INPUT MATERIAL ▸
════════════════
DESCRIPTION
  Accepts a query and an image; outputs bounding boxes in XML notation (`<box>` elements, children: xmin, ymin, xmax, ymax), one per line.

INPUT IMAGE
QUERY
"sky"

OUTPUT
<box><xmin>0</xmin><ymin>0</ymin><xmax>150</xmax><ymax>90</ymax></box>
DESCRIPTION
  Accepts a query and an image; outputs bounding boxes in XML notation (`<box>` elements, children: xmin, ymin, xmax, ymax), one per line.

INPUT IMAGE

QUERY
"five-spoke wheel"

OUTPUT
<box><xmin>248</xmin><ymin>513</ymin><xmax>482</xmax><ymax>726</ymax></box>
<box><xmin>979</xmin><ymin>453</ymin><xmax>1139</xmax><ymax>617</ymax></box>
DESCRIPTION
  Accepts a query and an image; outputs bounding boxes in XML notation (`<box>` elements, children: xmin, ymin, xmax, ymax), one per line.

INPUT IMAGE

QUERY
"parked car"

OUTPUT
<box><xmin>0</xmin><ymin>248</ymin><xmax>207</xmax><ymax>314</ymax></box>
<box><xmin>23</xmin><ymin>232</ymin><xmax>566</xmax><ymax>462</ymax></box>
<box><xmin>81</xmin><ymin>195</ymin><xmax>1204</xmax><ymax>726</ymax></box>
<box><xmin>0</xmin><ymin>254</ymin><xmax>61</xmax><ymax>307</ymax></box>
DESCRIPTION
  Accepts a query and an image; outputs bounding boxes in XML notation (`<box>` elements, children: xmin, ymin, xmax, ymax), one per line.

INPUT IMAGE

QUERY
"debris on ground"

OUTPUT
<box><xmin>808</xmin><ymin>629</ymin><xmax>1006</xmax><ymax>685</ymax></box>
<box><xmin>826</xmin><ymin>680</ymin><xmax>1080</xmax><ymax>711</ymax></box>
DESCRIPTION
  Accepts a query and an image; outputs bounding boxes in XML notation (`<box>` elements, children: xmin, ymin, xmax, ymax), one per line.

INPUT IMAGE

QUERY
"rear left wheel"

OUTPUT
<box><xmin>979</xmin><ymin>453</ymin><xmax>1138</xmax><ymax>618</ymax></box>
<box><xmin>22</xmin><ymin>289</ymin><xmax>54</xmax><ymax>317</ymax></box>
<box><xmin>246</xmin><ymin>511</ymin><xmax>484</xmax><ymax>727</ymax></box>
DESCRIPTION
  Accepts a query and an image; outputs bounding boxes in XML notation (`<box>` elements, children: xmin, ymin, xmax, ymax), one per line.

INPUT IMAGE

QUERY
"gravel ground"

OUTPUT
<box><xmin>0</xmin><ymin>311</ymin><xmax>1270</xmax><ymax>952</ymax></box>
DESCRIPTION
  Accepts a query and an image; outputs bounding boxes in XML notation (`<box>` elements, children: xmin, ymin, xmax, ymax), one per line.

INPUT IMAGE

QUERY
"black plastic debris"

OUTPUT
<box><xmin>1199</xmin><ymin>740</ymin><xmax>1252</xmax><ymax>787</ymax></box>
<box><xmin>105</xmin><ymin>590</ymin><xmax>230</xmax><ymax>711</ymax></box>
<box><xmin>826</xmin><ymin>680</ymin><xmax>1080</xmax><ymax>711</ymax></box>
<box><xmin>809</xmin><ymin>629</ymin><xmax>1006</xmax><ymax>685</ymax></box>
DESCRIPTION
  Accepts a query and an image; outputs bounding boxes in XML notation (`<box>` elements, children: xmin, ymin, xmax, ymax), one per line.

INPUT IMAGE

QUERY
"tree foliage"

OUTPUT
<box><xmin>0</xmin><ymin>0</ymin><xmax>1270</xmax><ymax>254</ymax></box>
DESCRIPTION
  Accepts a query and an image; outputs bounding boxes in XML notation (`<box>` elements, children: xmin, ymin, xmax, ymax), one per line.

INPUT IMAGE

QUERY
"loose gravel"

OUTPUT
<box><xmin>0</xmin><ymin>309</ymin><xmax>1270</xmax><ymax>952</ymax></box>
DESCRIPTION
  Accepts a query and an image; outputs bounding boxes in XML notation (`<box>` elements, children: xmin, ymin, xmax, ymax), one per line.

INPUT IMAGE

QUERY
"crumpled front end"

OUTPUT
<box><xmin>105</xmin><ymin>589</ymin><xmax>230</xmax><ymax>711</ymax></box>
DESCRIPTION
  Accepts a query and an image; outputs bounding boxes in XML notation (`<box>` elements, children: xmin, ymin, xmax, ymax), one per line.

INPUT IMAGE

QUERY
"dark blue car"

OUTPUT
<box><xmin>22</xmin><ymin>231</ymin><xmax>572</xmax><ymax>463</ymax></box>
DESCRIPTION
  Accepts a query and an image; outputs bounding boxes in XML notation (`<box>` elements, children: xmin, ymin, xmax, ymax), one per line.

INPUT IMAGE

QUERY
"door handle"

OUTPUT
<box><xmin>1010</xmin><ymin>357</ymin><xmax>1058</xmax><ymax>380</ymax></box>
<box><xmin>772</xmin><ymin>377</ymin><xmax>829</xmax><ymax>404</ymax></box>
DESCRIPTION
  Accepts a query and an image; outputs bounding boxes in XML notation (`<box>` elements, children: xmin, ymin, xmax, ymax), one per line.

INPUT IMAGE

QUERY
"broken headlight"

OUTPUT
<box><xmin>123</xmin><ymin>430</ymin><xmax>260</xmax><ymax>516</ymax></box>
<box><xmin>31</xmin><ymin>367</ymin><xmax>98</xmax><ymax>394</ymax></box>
════════════════
TASK OBJECTIVE ▸
Recopy the entries above exactly, with every line included.

FULL ANSWER ▸
DESCRIPTION
  Accepts a query and an image; outputs bounding boxes in XML notation (`<box>` elements, children: xmin, ymin, xmax, ymax), one per line.

INPUT IMAGE
QUERY
"sky"

OUTPUT
<box><xmin>0</xmin><ymin>0</ymin><xmax>150</xmax><ymax>90</ymax></box>
DESCRIPTION
  Accepts a query and an image; outputs bounding boxes in XML notation (`<box>` elements, children: xmin, ymin, xmax, ymax), one per line.

INPUT IMAGE

QUERY
"five-spoke wheel"

OUTPUT
<box><xmin>248</xmin><ymin>513</ymin><xmax>482</xmax><ymax>726</ymax></box>
<box><xmin>979</xmin><ymin>453</ymin><xmax>1139</xmax><ymax>617</ymax></box>
DESCRIPTION
  Accepts a query and an image; outputs bounding boxes in XML notation (`<box>` elements, children: xmin, ymin, xmax, ymax), one per line.

INPUT IMAGE

QUERY
"parked car"

OUTPUT
<box><xmin>0</xmin><ymin>248</ymin><xmax>207</xmax><ymax>314</ymax></box>
<box><xmin>23</xmin><ymin>232</ymin><xmax>566</xmax><ymax>462</ymax></box>
<box><xmin>81</xmin><ymin>195</ymin><xmax>1204</xmax><ymax>726</ymax></box>
<box><xmin>0</xmin><ymin>254</ymin><xmax>61</xmax><ymax>307</ymax></box>
DESCRIPTION
  Accepts a query and an image; outputs bounding boxes in XML notation (`<box>` elements, children: xmin, ymin, xmax, ymax), one per line.

INPUT IMAGE

QUERY
"debris on ground"

OUTPUT
<box><xmin>808</xmin><ymin>629</ymin><xmax>1006</xmax><ymax>685</ymax></box>
<box><xmin>826</xmin><ymin>680</ymin><xmax>1080</xmax><ymax>711</ymax></box>
DESCRIPTION
  Accepts a query and an image; outputs bounding boxes in XML notation (`<box>` elements, children: xmin, ymin, xmax, ymax), one per line.

INPUT IMAGE

QUERY
"rear left wheel"

OUTPUT
<box><xmin>979</xmin><ymin>453</ymin><xmax>1138</xmax><ymax>618</ymax></box>
<box><xmin>22</xmin><ymin>289</ymin><xmax>54</xmax><ymax>317</ymax></box>
<box><xmin>246</xmin><ymin>511</ymin><xmax>484</xmax><ymax>727</ymax></box>
DESCRIPTION
  Accepts a query and an image; outputs bounding boxes in XML notation (`<box>` elements, children: xmin, ymin, xmax, ymax), one per line.

INPUT IMAGE

QUERY
"gravel ground"

OUTPUT
<box><xmin>0</xmin><ymin>311</ymin><xmax>1270</xmax><ymax>952</ymax></box>
DESCRIPTION
  Accepts a query and an image; outputs bounding boxes in XML notation (`<box>` elements, children: xmin, ymin, xmax, ymax), one per line.

INPUT IMAGE

QUERY
"black plastic debris"

OUTPUT
<box><xmin>1199</xmin><ymin>740</ymin><xmax>1252</xmax><ymax>787</ymax></box>
<box><xmin>105</xmin><ymin>590</ymin><xmax>230</xmax><ymax>711</ymax></box>
<box><xmin>826</xmin><ymin>680</ymin><xmax>1080</xmax><ymax>711</ymax></box>
<box><xmin>809</xmin><ymin>629</ymin><xmax>1006</xmax><ymax>685</ymax></box>
DESCRIPTION
  Accepts a query and an image; outputs bounding boxes in XML notation (`<box>` elements, children: xmin, ymin, xmax, ymax), one per line.

INPUT IMAGE

QUERY
"tree foliage"

OUTPUT
<box><xmin>0</xmin><ymin>0</ymin><xmax>1270</xmax><ymax>254</ymax></box>
DESCRIPTION
  Accepts a query and an image; outputs bounding boxes in XML notation (`<box>` elements, children: xmin, ymin, xmax, ymax), one per line.

INPUT IMAGE

QUERY
"loose gravel"

OUTPUT
<box><xmin>0</xmin><ymin>309</ymin><xmax>1270</xmax><ymax>952</ymax></box>
DESCRIPTION
  Accepts a query and an image; outputs bounding boxes in XML notation (`<box>` elements, children: xmin, ymin, xmax, ymax), one per line.

INPUT IMAGE

QUERY
"crumpled front end"

OUTPUT
<box><xmin>105</xmin><ymin>589</ymin><xmax>230</xmax><ymax>711</ymax></box>
DESCRIPTION
  Accepts a query and an image; outputs bounding boxes in XML notation (`<box>` elements, children: xmin, ymin, xmax, ymax), one per line.

INPUT IMAGE

QUERY
"dark blue car"

OUTPUT
<box><xmin>22</xmin><ymin>231</ymin><xmax>572</xmax><ymax>463</ymax></box>
DESCRIPTION
  Accepts a query and an image; outputs bounding boxes in XML notation (`<box>` elements, children: xmin, ymin, xmax, ymax), one per line.

INPUT IMAGE

QUERY
"door handle"

OUTPUT
<box><xmin>1010</xmin><ymin>357</ymin><xmax>1058</xmax><ymax>380</ymax></box>
<box><xmin>772</xmin><ymin>377</ymin><xmax>829</xmax><ymax>404</ymax></box>
DESCRIPTION
  Accepts a query and an image; outputs bounding boxes in XML notation (`<box>` elements, children: xmin, ymin, xmax, ymax), one per line.

INPUT IMAGE

QUERY
"broken headlight"

OUTPUT
<box><xmin>123</xmin><ymin>430</ymin><xmax>260</xmax><ymax>516</ymax></box>
<box><xmin>31</xmin><ymin>367</ymin><xmax>98</xmax><ymax>394</ymax></box>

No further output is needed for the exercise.